*** Source information ***

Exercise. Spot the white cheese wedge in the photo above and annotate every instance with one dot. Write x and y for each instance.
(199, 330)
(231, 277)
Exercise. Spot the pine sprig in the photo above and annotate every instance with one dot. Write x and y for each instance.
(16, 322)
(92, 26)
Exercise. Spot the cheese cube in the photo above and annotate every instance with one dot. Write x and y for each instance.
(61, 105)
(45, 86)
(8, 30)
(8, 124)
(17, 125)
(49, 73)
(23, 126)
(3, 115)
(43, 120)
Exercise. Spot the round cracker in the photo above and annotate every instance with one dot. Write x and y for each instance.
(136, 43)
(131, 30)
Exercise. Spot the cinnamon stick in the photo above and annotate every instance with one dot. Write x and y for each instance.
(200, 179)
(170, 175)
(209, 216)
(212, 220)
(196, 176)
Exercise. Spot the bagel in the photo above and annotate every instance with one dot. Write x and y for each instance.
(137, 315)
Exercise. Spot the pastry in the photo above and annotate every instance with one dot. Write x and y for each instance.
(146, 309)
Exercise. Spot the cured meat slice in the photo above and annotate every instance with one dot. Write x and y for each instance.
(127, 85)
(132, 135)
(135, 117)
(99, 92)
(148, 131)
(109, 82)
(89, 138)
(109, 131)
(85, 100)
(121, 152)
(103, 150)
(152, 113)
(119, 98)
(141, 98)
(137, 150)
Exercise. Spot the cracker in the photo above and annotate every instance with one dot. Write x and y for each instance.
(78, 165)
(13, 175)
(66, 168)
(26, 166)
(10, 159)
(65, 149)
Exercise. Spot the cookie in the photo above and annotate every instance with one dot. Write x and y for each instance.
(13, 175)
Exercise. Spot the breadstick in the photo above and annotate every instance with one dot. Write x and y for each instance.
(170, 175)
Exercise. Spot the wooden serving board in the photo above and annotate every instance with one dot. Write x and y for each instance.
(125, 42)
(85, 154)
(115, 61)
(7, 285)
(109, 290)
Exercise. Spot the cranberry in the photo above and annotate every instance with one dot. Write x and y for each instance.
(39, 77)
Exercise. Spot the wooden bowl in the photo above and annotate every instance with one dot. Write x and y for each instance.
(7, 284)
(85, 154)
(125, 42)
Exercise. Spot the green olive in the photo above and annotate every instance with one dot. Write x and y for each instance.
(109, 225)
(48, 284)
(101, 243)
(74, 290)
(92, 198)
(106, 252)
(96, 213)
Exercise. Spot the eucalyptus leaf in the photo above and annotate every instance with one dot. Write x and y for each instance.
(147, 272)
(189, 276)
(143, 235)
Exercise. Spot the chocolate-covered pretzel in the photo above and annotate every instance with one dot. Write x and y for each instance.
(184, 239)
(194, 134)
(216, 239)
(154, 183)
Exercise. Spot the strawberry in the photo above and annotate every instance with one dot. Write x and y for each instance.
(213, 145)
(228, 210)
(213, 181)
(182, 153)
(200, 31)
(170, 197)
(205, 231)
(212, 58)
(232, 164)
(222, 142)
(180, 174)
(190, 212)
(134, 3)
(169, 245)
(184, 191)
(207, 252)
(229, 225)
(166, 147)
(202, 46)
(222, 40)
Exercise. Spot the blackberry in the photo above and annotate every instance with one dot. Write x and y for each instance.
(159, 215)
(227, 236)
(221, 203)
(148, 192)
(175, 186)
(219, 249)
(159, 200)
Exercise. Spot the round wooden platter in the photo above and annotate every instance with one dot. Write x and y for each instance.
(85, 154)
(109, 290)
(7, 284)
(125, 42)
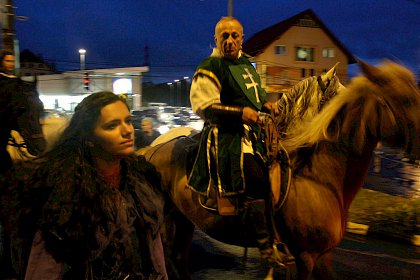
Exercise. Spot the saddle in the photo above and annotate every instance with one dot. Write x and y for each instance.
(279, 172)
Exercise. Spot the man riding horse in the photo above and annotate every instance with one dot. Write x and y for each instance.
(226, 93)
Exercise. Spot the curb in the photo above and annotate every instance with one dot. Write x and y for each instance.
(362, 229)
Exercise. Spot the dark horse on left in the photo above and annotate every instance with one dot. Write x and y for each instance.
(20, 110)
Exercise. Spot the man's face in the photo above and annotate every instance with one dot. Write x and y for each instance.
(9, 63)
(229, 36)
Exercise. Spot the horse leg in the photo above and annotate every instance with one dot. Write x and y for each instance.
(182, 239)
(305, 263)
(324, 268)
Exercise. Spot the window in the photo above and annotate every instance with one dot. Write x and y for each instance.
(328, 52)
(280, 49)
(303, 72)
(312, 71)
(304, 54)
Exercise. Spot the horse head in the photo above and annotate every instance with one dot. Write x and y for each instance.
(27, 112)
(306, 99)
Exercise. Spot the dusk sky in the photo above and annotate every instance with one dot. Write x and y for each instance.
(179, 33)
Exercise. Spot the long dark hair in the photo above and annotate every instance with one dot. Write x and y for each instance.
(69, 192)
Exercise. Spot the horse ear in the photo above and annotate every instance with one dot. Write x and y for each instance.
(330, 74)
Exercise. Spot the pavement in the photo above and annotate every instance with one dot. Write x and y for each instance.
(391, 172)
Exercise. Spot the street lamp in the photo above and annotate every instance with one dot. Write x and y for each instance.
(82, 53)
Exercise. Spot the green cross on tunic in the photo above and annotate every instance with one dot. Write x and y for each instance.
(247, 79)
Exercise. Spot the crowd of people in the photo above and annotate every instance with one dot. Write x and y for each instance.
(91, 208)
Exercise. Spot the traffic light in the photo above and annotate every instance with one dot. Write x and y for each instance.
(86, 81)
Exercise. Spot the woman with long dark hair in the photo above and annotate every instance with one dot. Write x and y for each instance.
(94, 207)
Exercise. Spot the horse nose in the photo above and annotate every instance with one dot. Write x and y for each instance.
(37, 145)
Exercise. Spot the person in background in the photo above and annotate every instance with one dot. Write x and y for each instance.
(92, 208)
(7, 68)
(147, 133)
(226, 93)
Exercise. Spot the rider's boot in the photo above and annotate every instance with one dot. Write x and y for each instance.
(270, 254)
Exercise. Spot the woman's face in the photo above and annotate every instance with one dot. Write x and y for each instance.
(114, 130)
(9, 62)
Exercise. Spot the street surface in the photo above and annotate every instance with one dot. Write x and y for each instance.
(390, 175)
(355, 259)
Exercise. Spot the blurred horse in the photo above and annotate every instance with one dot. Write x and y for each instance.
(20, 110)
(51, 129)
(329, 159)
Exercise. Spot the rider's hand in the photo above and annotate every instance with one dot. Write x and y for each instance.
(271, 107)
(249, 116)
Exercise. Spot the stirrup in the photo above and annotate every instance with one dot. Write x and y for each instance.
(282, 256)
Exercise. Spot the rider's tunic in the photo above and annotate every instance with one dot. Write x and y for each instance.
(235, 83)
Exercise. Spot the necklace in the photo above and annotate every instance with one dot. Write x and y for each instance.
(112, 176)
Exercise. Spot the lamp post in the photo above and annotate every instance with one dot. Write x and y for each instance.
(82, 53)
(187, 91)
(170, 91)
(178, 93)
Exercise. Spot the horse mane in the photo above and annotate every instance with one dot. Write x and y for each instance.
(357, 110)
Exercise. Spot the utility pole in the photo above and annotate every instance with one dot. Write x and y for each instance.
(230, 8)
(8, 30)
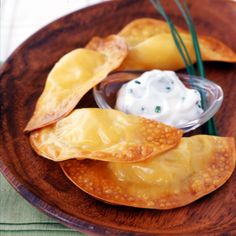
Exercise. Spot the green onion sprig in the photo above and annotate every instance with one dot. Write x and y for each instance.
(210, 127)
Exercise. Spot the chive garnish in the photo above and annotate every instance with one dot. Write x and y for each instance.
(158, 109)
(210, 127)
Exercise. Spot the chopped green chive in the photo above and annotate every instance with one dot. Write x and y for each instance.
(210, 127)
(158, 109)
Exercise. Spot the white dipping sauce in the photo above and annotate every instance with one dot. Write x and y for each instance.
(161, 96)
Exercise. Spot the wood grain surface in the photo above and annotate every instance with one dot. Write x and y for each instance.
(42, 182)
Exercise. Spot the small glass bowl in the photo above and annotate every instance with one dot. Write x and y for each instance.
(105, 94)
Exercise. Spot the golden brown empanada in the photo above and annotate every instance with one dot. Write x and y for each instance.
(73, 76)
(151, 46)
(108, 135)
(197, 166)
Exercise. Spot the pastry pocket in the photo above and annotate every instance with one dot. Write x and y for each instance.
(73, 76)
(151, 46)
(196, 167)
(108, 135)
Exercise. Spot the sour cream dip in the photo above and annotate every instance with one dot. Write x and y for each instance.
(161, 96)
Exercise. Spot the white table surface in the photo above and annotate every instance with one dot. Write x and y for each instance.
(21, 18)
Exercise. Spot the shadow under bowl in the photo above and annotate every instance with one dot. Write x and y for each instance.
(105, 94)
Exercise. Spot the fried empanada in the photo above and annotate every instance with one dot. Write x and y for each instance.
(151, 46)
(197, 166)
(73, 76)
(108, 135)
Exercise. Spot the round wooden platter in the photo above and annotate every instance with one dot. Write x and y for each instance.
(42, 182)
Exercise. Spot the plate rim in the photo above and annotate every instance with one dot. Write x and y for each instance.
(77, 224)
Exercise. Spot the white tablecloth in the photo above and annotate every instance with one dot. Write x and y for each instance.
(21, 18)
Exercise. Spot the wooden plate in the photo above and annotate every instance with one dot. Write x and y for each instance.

*** End of Source information ***

* **What needs to be done**: Exact retyping is needed for the line with "Exercise. Spot the golden" and for each line after it through the end of the listing above; no other lines belong.

* **Task solution**:
Exercise. Spot the golden brown empanada in the photo above and annotate every instance with one dot. Write x and y for each instance.
(73, 76)
(151, 46)
(108, 135)
(197, 166)
Exercise. Spot the pastry pocket in the photo above and annotate every instance with one dot. Write x and y for each instance.
(73, 76)
(151, 46)
(196, 167)
(108, 135)
Exercise. Spot the sour cream dip in the photo above and annotate every instance with one dot. Write x and y for each instance.
(161, 96)
Exercise. Spot the white table surface in the photo above and annotate every instance with one dot. Write x and y for each instance.
(21, 18)
Exercise. Spot the shadow under bowl in the photo above and annotate every instance with one dot. Write x and y for each instance.
(105, 94)
Exercise. Spot the fried empanada in the photo above and annotate every instance with one dot. Write x and y for each instance.
(151, 46)
(197, 166)
(73, 76)
(108, 135)
Exercise. Spot the round wooden platter in the photo above and annotate every instance with one dot. Write x and y for each instance.
(42, 182)
Exercise. Spot the plate rim in the photo above and annotate every instance with one dot. Write x and y for each instance.
(77, 224)
Exercise. Spot the white tablecloth in the photo above and annotate every instance with one dot. Write x and y for each instance.
(21, 18)
Exercise. Spot the wooden plate in the photo above and annotate every instance with one dot. Write x and y for each instance.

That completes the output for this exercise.